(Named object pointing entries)
━━━━━━━━━━
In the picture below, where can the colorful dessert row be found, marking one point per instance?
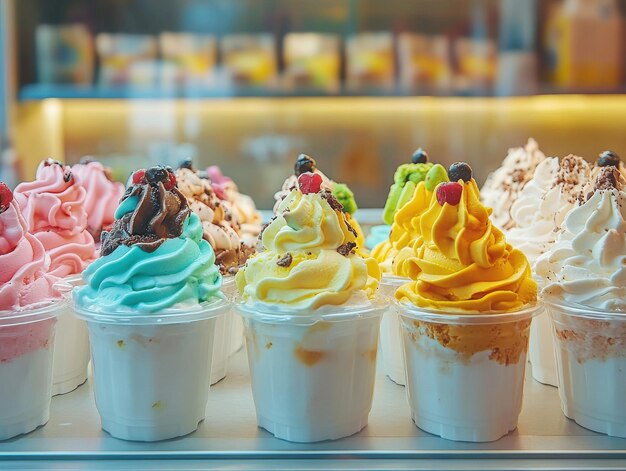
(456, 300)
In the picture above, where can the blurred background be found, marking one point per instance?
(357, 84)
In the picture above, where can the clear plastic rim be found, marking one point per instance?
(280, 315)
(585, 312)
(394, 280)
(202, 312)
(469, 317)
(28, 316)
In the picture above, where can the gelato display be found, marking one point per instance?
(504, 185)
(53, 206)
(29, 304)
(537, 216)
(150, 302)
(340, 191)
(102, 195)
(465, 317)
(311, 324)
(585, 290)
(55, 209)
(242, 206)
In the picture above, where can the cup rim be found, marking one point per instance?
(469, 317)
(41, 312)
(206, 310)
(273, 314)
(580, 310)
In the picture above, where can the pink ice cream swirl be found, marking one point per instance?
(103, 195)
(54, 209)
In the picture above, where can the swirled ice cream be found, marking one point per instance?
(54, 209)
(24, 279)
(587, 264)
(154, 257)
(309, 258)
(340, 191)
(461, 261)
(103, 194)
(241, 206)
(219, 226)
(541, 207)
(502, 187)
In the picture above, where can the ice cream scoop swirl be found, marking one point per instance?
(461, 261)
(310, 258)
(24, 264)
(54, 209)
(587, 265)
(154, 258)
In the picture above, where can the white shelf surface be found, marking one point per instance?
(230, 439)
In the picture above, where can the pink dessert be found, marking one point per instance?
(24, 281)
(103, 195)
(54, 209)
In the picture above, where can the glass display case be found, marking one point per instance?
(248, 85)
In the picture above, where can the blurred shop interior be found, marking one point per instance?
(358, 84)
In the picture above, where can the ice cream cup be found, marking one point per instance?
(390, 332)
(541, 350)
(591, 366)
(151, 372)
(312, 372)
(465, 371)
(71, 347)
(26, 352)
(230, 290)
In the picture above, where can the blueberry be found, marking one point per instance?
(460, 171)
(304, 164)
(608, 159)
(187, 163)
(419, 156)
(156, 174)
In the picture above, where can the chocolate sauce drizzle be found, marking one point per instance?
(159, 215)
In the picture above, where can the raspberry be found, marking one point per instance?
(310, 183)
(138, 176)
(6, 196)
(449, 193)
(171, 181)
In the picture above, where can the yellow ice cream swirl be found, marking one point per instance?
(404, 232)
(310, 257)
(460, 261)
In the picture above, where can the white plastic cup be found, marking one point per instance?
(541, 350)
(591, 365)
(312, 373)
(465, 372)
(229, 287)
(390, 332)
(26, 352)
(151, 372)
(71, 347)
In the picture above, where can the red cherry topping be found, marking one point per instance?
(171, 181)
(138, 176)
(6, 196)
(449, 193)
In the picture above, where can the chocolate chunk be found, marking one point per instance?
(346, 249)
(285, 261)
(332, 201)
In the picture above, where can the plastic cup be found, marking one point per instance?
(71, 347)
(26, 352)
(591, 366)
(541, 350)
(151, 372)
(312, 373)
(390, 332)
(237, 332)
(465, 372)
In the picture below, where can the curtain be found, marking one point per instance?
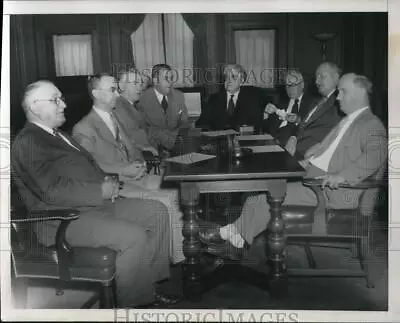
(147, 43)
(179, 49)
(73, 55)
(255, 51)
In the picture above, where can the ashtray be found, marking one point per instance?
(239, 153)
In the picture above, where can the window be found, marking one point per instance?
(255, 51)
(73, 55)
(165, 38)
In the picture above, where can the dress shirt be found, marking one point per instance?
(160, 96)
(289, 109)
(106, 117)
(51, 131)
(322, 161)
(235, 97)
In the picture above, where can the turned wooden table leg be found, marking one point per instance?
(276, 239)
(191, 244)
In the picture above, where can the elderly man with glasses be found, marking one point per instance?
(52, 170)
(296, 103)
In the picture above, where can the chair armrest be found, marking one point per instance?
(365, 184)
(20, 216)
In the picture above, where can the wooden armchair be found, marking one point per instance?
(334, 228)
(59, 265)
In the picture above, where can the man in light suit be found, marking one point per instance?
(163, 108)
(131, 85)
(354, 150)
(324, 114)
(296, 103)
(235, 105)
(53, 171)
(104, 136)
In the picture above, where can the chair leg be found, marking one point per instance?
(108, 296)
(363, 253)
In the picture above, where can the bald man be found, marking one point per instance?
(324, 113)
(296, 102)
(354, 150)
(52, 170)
━━━━━━━━━━
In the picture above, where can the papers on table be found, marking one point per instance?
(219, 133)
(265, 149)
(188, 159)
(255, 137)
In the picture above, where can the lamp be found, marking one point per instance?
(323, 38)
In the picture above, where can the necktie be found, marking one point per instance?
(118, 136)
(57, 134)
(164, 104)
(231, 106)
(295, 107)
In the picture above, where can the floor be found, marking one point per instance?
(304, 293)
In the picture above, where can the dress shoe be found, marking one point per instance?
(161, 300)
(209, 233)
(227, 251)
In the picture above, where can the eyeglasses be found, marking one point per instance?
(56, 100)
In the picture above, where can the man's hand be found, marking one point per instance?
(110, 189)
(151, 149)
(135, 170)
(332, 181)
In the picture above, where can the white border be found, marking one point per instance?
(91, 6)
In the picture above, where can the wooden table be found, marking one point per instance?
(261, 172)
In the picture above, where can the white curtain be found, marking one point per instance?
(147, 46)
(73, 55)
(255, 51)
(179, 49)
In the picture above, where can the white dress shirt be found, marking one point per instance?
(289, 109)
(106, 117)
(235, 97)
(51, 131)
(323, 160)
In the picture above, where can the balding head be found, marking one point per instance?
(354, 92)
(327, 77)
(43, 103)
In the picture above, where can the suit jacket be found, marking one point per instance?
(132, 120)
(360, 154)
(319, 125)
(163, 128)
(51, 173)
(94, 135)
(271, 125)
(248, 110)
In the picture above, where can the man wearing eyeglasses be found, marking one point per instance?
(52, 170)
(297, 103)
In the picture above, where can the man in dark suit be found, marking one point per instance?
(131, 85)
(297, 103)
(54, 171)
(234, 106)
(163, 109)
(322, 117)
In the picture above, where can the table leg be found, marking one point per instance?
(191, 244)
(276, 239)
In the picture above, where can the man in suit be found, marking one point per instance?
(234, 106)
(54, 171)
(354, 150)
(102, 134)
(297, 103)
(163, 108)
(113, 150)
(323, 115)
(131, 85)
━━━━━━━━━━
WHAT YOU HAVE TO DO. How many lines in the entries above contain the string "table" when case is taken into account? Give only the number.

ANSWER TO THIS EXERCISE. 4